Sabtu, 21 Juli 2018

Pernahkah Kamu?


Ketangkep basah akan ketidaksukaan kita pada orang lain nyatanya memang memalukan. Terlebih, ketidaksukaan itu berimbas pada meletusnya perang antarpersonal. Parahnya, meruntuhkan idealisme yang telah dibangun dengan kepayahan.

Aku akan membayar hutang. Semoga kamu masih ingat suatu kalimat di tulisanku sebelumnya. Ini masih tentang manusia. Masih dan akan terus. Sampai kamu mafhum, kepada siapa aku berpihak. Well, mari melanjutkan. 

Kenapa kita punya perasaan tidak suka, bahkan ke sesama manusia? Salahkah tidak suka pada manusia? Oke, cobalah kita mengasah kembali ingatan kita akan suatu peribahasa, tidak akan ada asap tanpa api, so, setali tiga uang dengan enggak suka pada sesuatu (seseorang—manusia) pasti ada penyebabnya. Apakah dia telah berlaku salah pada kita, merugikan kita, melukai kita, mencuri ide, menyinggung perasaan, meremehkan pandangan, menjengkelkan, berlaku kasar, atau apa?

Aku manusia biasa kok, tidak sebaik yang orang-orang pikir. Jangan kira aku tidak pernah tidak suka sama orang. Aku pernah juga, sekali. Yelah, sekali doang, dikit amat? Ya, ngapain banyak-banyak kalau habis itu sadar: enggak suka sama orang itu merugikan kita banget.

Ketika kita enggak suka sama orang, kecenderungan kita pasti negative thinking sama orang itu, kan? Semua yang dia lakukan tampak selalu salah di mata kita. Semua tentang dia, kita menutup mata, enggak mau tahu lagi apapun tentang dia. Itu yang bikin kita jadi tidak berkembang. Manalah kita tahu kalau dia bisa jadi jalan kesuksesan hidup kita di masa depan. 

So, hargai kesalahan yang orang lain telah perbuat. Berlaku salah itu penting, malah harus, mengapa? Karena ketika kita menemukan kesalahan, dalam waktu yang bersamaan, kita mengenal apa yang disebut benar. Bahkan, kata seorang teman, mumpung masih muda, lakukan kesalahan sebanyak-banyaknya. Jangan bikin kesalahan di masa tua, penyesalannya akan lebih membekas.

Sekalipun secara faktawi kesalahan orang lain kita nilai fatal dan tidak termaafkan, ah itu nonsense, asli, Tuhan Maha Pemaaf kok. Jangan jadi manusia yang menyebalkan dengan tidak mau maafkan kesalahan orang lain. Dalam hal ini, aku tertarik dengan ujaran temanku yang gemar sekali ceramah. Dia bilang, kalau kita tersakiti atas kesalahan seseorang, jangan pernah punya keinginan untuk membenci orang yang telah melukai kita itu. Lantas bagaimana sebaiknya kita bersikap? Cobalah ingat satu saja kebaikannya (misal dia pernah senyum ke kita), lalu maafkan dan lupakan semua kesalahannya. Ya, seperti orang Jawa pada umumnya: memaafkan dan melupakan.

= = = =

**Daftar Tugas**
• a. Menurut tulisan tentang rasa tidak suka pada orang lain, mengapa berbuat salah itu penting? Jelaskan dalam satu sampai tiga kalimat.
• b. Tolong kutip bagian tulisan tentang rasa tidak suka pada orang lain mulai dari "Ketika kita enggak" sampai dengan "akan lebih membekas.".
Data ini diambil dari sumber yang berbeda.

= = = =

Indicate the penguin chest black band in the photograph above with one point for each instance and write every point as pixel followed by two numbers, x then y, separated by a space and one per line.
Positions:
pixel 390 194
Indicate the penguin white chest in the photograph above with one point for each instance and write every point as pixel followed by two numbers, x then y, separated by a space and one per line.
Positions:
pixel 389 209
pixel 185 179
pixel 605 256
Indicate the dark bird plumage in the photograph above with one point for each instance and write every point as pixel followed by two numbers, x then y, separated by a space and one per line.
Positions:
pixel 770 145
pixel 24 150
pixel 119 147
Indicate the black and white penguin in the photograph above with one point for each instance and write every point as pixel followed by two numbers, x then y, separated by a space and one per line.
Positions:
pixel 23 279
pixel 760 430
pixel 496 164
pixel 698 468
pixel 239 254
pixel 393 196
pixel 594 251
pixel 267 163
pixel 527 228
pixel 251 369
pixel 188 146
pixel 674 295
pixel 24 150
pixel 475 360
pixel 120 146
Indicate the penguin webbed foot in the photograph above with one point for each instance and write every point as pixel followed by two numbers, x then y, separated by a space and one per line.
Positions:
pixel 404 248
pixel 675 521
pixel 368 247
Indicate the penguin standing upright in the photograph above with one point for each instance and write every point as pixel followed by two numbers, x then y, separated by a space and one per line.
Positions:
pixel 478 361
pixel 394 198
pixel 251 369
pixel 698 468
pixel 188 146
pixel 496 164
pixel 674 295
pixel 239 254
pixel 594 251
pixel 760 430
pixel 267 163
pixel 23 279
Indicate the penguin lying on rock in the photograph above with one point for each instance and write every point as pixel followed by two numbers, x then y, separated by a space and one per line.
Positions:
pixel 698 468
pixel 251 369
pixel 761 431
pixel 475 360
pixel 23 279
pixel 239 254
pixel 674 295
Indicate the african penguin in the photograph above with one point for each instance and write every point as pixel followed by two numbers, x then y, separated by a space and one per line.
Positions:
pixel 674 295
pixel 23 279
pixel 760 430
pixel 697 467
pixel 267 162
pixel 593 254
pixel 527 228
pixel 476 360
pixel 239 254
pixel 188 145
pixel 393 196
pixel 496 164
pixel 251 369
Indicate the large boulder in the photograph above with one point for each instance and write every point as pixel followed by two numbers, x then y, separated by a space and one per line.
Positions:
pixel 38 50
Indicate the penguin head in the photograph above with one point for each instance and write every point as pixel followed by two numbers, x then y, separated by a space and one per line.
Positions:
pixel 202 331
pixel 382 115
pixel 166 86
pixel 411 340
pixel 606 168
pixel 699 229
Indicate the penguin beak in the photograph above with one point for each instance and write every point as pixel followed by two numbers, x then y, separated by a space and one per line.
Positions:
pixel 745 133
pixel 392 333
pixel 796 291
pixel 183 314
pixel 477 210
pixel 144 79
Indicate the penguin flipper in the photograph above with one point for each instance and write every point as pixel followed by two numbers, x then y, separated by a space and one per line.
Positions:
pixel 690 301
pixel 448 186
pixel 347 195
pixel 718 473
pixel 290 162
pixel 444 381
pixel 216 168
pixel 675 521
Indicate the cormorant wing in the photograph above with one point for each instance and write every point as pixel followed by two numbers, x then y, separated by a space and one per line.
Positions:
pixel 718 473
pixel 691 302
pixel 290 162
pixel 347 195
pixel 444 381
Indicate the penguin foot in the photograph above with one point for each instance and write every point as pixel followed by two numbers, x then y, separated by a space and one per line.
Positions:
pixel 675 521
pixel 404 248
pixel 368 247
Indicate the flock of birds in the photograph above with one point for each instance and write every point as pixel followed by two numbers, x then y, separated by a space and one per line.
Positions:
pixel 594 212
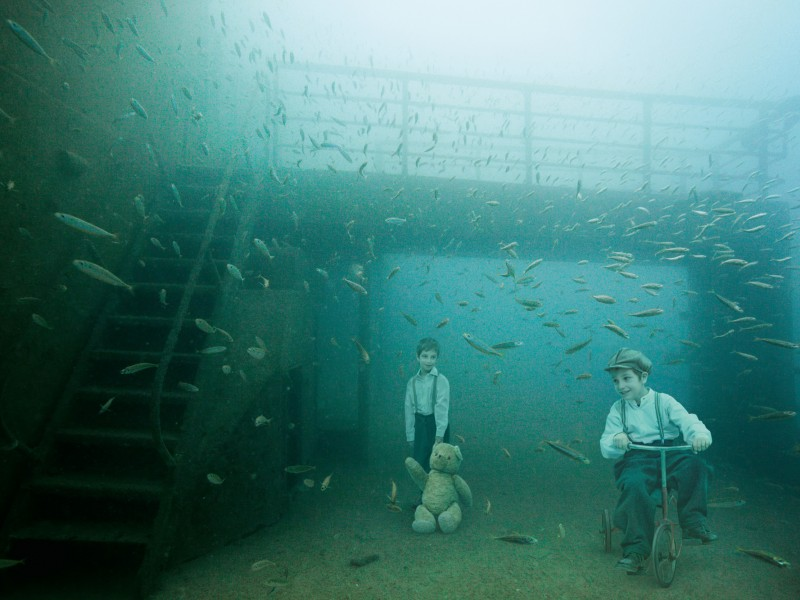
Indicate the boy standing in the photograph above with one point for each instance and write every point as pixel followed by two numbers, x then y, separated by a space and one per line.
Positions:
pixel 427 405
pixel 644 416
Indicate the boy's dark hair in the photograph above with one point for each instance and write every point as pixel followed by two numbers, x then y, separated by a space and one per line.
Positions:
pixel 427 344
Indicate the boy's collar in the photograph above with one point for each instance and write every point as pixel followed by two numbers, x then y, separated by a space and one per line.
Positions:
pixel 644 399
pixel 434 371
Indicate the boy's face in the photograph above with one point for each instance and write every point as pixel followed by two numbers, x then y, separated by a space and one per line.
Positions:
pixel 427 360
pixel 630 384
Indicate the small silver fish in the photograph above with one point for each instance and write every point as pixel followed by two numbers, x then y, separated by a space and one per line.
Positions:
pixel 235 272
pixel 135 368
pixel 84 226
pixel 213 350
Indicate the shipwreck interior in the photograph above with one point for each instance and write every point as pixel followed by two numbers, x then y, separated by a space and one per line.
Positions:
pixel 174 403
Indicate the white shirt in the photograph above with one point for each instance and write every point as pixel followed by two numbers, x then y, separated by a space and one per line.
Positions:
pixel 642 423
pixel 426 404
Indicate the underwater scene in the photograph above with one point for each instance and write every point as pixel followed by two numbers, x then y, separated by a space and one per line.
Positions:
pixel 251 258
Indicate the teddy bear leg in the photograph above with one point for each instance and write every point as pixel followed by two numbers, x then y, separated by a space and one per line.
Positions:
pixel 450 519
pixel 424 521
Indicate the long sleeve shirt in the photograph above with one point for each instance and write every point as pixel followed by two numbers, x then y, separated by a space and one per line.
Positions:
pixel 642 423
pixel 419 399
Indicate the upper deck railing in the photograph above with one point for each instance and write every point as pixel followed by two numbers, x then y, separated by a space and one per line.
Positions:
pixel 394 122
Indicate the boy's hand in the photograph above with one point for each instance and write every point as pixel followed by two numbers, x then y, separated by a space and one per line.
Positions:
pixel 621 441
pixel 700 443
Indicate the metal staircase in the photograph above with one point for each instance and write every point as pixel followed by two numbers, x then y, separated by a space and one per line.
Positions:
pixel 105 476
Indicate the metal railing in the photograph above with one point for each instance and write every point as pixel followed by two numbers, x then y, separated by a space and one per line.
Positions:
pixel 394 122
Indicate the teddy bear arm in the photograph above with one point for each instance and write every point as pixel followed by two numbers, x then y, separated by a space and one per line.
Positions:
pixel 417 473
pixel 463 490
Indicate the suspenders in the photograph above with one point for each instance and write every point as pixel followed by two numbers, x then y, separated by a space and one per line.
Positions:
pixel 658 416
pixel 433 393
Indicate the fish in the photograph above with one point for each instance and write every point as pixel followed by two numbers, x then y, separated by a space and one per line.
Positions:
pixel 773 559
pixel 726 503
pixel 297 469
pixel 29 40
pixel 567 451
pixel 215 479
pixel 516 538
pixel 361 350
pixel 777 415
pixel 84 226
pixel 137 106
pixel 409 318
pixel 257 353
pixel 532 265
pixel 212 350
pixel 507 345
pixel 480 346
pixel 729 303
pixel 578 346
pixel 650 312
pixel 175 193
pixel 100 274
pixel 234 272
pixel 355 286
pixel 611 326
pixel 779 343
pixel 106 406
pixel 136 367
pixel 260 565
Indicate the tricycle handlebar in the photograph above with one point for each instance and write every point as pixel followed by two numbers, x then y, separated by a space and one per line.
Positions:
pixel 658 448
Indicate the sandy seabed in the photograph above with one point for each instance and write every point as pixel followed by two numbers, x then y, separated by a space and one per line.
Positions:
pixel 312 547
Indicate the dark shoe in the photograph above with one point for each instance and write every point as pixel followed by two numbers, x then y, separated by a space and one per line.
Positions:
pixel 700 532
pixel 632 564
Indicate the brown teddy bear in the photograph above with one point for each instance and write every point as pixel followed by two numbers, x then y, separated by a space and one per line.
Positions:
pixel 441 489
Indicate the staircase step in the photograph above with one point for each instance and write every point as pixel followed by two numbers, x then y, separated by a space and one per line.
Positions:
pixel 136 357
pixel 82 485
pixel 85 531
pixel 121 393
pixel 108 436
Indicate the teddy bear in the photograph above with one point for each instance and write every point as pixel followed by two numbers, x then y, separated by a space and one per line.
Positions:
pixel 442 489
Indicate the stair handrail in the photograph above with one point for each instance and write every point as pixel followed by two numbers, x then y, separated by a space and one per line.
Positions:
pixel 180 316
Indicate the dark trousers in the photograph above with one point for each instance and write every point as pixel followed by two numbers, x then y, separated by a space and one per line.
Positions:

= = = =

**Hasil Tugas**
• a. Berbuat salah itu penting karena saat kita menemukan kesalahan, pada waktu yang sama kita juga mengenal apa yang disebut benar. Tulisan itu juga menyarankan agar kesalahan dilakukan selagi muda, sebab penyesalan atas kesalahan di masa tua akan lebih membekas.

• b.
Ketika kita enggak suka sama orang, kecenderungan kita pasti negative thinking sama orang itu, kan? Semua yang dia lakukan tampak selalu salah di mata kita. Semua tentang dia, kita menutup mata, enggak mau tahu lagi apapun tentang dia. Itu yang bikin kita jadi tidak berkembang. Manalah kita tahu kalau dia bisa jadi jalan kesuksesan hidup kita di masa depan. 

So, hargai kesalahan yang orang lain telah perbuat. Berlaku salah itu penting, malah harus, mengapa? Karena ketika kita menemukan kesalahan, dalam waktu yang bersamaan, kita mengenal apa yang disebut benar. Bahkan, kata seorang teman, mumpung masih muda, lakukan kesalahan sebanyak-banyaknya. Jangan bikin kesalahan di masa tua, penyesalannya akan lebih membekas.